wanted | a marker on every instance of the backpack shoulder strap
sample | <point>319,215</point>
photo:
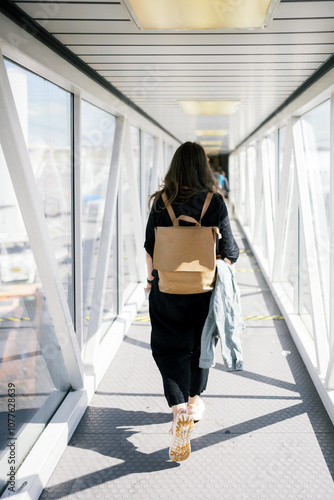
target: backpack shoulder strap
<point>206,204</point>
<point>169,207</point>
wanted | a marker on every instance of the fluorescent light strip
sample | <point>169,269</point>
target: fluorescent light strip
<point>209,107</point>
<point>201,14</point>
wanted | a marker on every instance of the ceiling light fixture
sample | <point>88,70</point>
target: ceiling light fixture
<point>211,143</point>
<point>212,133</point>
<point>209,107</point>
<point>200,14</point>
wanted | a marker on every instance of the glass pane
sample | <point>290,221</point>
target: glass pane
<point>272,169</point>
<point>111,290</point>
<point>45,114</point>
<point>98,130</point>
<point>135,144</point>
<point>281,139</point>
<point>130,254</point>
<point>316,139</point>
<point>289,269</point>
<point>148,168</point>
<point>30,362</point>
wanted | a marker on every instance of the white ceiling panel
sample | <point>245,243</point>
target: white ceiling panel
<point>157,69</point>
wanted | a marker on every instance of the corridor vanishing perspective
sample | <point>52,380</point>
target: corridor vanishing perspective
<point>95,97</point>
<point>264,433</point>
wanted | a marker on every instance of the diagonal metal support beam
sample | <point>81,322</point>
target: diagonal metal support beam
<point>330,371</point>
<point>109,218</point>
<point>318,316</point>
<point>282,205</point>
<point>21,172</point>
<point>135,205</point>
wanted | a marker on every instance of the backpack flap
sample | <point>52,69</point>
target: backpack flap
<point>185,248</point>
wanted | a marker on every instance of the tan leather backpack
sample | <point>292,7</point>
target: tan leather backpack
<point>185,256</point>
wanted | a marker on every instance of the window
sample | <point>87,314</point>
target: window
<point>98,130</point>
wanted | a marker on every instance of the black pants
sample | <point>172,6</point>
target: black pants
<point>177,323</point>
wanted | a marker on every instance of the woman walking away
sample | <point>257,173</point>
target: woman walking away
<point>177,320</point>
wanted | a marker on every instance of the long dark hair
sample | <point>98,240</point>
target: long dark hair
<point>189,173</point>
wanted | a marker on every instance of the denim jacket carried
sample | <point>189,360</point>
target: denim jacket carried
<point>224,322</point>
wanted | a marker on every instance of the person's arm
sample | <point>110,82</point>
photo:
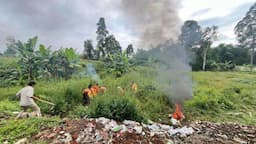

--------------------

Problem to solve
Retype only the stretch of lines above starting at the one with "sample | <point>52,69</point>" and stopping at the one with "sample | <point>172,6</point>", exactly as written, with both kept.

Task response
sample | <point>52,69</point>
target: backpack flap
<point>185,248</point>
wanted | a marker on every instance of the tan leather backpack
sample | <point>292,7</point>
target: tan leather backpack
<point>185,256</point>
wanted | a marker on every instance of the window
sample | <point>87,314</point>
target: window
<point>98,130</point>
wanted | a marker on every instance of the black pants
sample | <point>172,6</point>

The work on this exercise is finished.